--- Start ---

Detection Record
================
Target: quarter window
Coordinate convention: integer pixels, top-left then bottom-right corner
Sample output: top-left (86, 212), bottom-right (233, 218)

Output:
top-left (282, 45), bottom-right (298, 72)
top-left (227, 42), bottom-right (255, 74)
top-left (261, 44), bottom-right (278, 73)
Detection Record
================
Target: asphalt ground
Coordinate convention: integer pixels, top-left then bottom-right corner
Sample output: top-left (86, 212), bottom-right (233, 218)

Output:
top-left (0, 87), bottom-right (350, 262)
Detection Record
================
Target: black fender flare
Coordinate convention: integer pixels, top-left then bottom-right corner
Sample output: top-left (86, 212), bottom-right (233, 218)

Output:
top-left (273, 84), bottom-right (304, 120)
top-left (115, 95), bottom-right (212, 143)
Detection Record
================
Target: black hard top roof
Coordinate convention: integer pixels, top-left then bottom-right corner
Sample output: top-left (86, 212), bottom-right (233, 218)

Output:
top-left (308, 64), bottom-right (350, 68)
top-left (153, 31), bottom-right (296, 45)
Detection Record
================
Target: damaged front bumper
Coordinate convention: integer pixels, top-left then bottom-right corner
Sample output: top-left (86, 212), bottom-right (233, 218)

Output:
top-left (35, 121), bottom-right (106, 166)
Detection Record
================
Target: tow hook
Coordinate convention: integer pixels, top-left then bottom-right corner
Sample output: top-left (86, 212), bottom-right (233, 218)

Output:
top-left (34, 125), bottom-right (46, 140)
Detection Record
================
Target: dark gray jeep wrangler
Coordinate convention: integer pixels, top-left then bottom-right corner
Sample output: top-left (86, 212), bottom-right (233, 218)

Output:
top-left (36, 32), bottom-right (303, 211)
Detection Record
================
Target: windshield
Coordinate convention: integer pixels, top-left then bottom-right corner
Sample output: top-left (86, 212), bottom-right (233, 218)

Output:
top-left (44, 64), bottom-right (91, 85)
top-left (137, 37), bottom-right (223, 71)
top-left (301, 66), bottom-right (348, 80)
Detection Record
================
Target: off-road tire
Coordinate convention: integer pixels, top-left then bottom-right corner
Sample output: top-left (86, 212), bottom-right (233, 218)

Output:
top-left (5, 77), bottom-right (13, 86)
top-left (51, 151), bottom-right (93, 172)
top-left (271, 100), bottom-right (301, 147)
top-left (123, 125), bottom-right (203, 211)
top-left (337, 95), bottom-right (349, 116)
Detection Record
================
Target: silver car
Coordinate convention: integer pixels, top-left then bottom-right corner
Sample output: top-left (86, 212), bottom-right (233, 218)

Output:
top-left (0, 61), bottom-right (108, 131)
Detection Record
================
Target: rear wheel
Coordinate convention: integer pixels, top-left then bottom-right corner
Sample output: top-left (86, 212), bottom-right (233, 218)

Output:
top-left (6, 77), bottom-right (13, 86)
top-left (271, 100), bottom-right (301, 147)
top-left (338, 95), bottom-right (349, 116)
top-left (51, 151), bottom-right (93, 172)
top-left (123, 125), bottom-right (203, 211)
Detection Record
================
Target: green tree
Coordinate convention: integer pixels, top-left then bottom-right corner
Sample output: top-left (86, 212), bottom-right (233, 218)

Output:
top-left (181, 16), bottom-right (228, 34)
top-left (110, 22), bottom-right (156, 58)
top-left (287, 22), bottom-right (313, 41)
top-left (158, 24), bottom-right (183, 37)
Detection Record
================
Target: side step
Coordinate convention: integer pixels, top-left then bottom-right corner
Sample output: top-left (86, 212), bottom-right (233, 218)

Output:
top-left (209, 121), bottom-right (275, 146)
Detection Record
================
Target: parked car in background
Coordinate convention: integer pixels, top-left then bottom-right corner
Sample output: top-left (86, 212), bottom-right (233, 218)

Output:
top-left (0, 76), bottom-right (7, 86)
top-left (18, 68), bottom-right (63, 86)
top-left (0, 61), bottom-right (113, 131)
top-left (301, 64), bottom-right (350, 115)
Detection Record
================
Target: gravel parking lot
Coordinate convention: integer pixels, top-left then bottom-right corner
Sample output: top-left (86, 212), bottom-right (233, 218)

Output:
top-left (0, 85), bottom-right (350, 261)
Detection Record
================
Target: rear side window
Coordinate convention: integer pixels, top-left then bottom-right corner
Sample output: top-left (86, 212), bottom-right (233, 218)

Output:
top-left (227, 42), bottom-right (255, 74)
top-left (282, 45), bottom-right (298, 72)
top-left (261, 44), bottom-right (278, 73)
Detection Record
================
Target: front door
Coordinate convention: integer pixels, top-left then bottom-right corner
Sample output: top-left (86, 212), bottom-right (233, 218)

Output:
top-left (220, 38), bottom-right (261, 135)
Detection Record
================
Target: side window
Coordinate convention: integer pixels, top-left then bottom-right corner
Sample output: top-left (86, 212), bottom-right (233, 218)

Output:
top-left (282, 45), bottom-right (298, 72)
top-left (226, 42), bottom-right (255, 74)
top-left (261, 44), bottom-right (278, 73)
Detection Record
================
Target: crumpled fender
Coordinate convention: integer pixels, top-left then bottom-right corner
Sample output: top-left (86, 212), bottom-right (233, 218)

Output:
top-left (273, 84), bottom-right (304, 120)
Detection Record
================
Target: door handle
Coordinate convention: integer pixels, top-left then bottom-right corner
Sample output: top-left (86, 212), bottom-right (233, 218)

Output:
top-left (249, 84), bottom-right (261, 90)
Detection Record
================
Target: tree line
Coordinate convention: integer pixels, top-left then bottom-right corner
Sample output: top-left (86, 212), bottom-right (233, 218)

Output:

--- End ---

Aim: Format all of the lines above as a JSON list of strings, one string per line, leaving out the blank lines.

The response:
[
  "Detection Record",
  "================",
  "Target: quarter window",
  "Coordinate convention: integer pixels, top-left then bottom-right corner",
  "Sample output: top-left (86, 212), bottom-right (233, 218)",
  "Output:",
  "top-left (282, 45), bottom-right (298, 72)",
  "top-left (227, 42), bottom-right (255, 74)",
  "top-left (261, 44), bottom-right (278, 73)",
  "Detection Record",
  "================",
  "Target: asphalt ground",
  "Coordinate convention: integer pixels, top-left then bottom-right corner",
  "Sample output: top-left (86, 212), bottom-right (233, 218)",
  "Output:",
  "top-left (0, 87), bottom-right (350, 262)",
  "Detection Record",
  "================",
  "Target: black fender flare",
  "Coordinate convention: integer pixels, top-left then bottom-right corner",
  "Sample output: top-left (86, 212), bottom-right (233, 218)",
  "Output:",
  "top-left (273, 84), bottom-right (304, 120)",
  "top-left (115, 95), bottom-right (212, 143)",
  "Detection Record",
  "================",
  "Target: black hard top roof",
  "Coordinate convention: integer pixels, top-left then bottom-right corner",
  "Sample output: top-left (86, 212), bottom-right (233, 218)",
  "Output:",
  "top-left (308, 64), bottom-right (350, 68)",
  "top-left (153, 31), bottom-right (296, 45)",
  "Detection Record",
  "================",
  "Target: damaged front bumper",
  "Coordinate convention: integer pixels, top-left then bottom-right corner",
  "Sample output: top-left (86, 212), bottom-right (233, 218)",
  "Output:",
  "top-left (35, 121), bottom-right (106, 166)",
  "Detection Record",
  "================",
  "Target: tow hook",
  "Coordinate convention: integer pixels, top-left then bottom-right corner",
  "Sample output: top-left (86, 212), bottom-right (233, 218)",
  "Output:",
  "top-left (34, 125), bottom-right (46, 140)",
  "Detection Record",
  "================",
  "Target: dark gray jeep wrangler",
  "Coordinate convention: integer pixels, top-left then bottom-right corner",
  "Sample output: top-left (86, 212), bottom-right (233, 218)",
  "Output:",
  "top-left (36, 32), bottom-right (303, 211)",
  "Detection Record",
  "================",
  "Target: windshield",
  "Coordinate convention: integer pixels, top-left then bottom-right corner",
  "Sample output: top-left (86, 212), bottom-right (233, 218)",
  "Output:",
  "top-left (44, 64), bottom-right (91, 85)",
  "top-left (137, 37), bottom-right (223, 71)",
  "top-left (301, 66), bottom-right (348, 80)",
  "Detection Record",
  "================",
  "Target: off-road tire",
  "Coordinate convention: integer pixels, top-left then bottom-right corner",
  "Sample output: top-left (86, 212), bottom-right (233, 218)",
  "Output:",
  "top-left (5, 77), bottom-right (13, 86)",
  "top-left (51, 151), bottom-right (93, 172)",
  "top-left (271, 100), bottom-right (301, 147)",
  "top-left (123, 125), bottom-right (203, 211)",
  "top-left (337, 95), bottom-right (349, 116)",
  "Detection Record",
  "================",
  "Target: silver car",
  "Coordinate convention: integer pixels, top-left then bottom-right corner",
  "Sample output: top-left (86, 212), bottom-right (233, 218)",
  "Output:",
  "top-left (0, 61), bottom-right (108, 131)",
  "Detection Record",
  "================",
  "Target: rear wheel",
  "Coordinate convention: integer pixels, top-left then bottom-right corner",
  "Sample output: top-left (86, 212), bottom-right (233, 218)",
  "Output:",
  "top-left (6, 77), bottom-right (13, 86)",
  "top-left (271, 100), bottom-right (301, 147)",
  "top-left (338, 95), bottom-right (349, 116)",
  "top-left (51, 151), bottom-right (93, 172)",
  "top-left (123, 125), bottom-right (203, 211)",
  "Detection Record",
  "================",
  "Target: green tree",
  "Coordinate convention: integer pixels, top-left then bottom-right corner",
  "Sample output: top-left (86, 212), bottom-right (233, 218)",
  "Output:",
  "top-left (181, 16), bottom-right (228, 34)",
  "top-left (110, 22), bottom-right (156, 58)",
  "top-left (287, 22), bottom-right (313, 41)",
  "top-left (158, 24), bottom-right (183, 37)",
  "Detection Record",
  "================",
  "Target: side step",
  "Coordinate convention: integer pixels, top-left then bottom-right corner",
  "Sample output: top-left (86, 212), bottom-right (233, 218)",
  "Output:",
  "top-left (209, 121), bottom-right (275, 146)",
  "Detection Record",
  "================",
  "Target: parked car in background",
  "Coordinate convention: integer pixels, top-left then bottom-right corner",
  "Sample output: top-left (86, 212), bottom-right (233, 218)",
  "Output:",
  "top-left (0, 76), bottom-right (7, 86)",
  "top-left (18, 68), bottom-right (63, 86)",
  "top-left (0, 61), bottom-right (113, 131)",
  "top-left (301, 64), bottom-right (350, 115)",
  "Detection Record",
  "================",
  "Target: gravel parking lot",
  "Coordinate convention: integer pixels, top-left then bottom-right corner",
  "Sample output: top-left (86, 212), bottom-right (233, 218)",
  "Output:",
  "top-left (0, 85), bottom-right (350, 261)",
  "Detection Record",
  "================",
  "Target: rear side window",
  "Coordinate convention: integer pixels, top-left then bottom-right corner",
  "Sample output: top-left (86, 212), bottom-right (233, 218)",
  "Output:",
  "top-left (227, 42), bottom-right (255, 74)",
  "top-left (282, 45), bottom-right (298, 72)",
  "top-left (261, 44), bottom-right (278, 73)",
  "Detection Record",
  "================",
  "Target: front door",
  "Coordinate convention: integer pixels, top-left then bottom-right corner",
  "Sample output: top-left (86, 212), bottom-right (233, 218)",
  "Output:",
  "top-left (220, 38), bottom-right (261, 135)",
  "Detection Record",
  "================",
  "Target: side window",
  "Coordinate convention: integer pixels, top-left then bottom-right corner",
  "Sample output: top-left (86, 212), bottom-right (233, 218)",
  "Output:",
  "top-left (282, 45), bottom-right (298, 72)",
  "top-left (226, 42), bottom-right (255, 74)",
  "top-left (261, 44), bottom-right (278, 73)",
  "Detection Record",
  "================",
  "Target: crumpled fender",
  "Coordinate convention: integer pixels, top-left then bottom-right corner",
  "Sample output: top-left (86, 212), bottom-right (233, 218)",
  "Output:",
  "top-left (273, 84), bottom-right (304, 120)",
  "Detection Record",
  "================",
  "Target: door handle",
  "Coordinate convention: integer pixels, top-left then bottom-right corner",
  "Sample output: top-left (86, 212), bottom-right (233, 218)",
  "Output:",
  "top-left (249, 84), bottom-right (261, 90)",
  "Detection Record",
  "================",
  "Target: tree line",
  "Coordinate convention: integer pixels, top-left then bottom-right corner",
  "Sample output: top-left (86, 212), bottom-right (233, 218)",
  "Output:"
]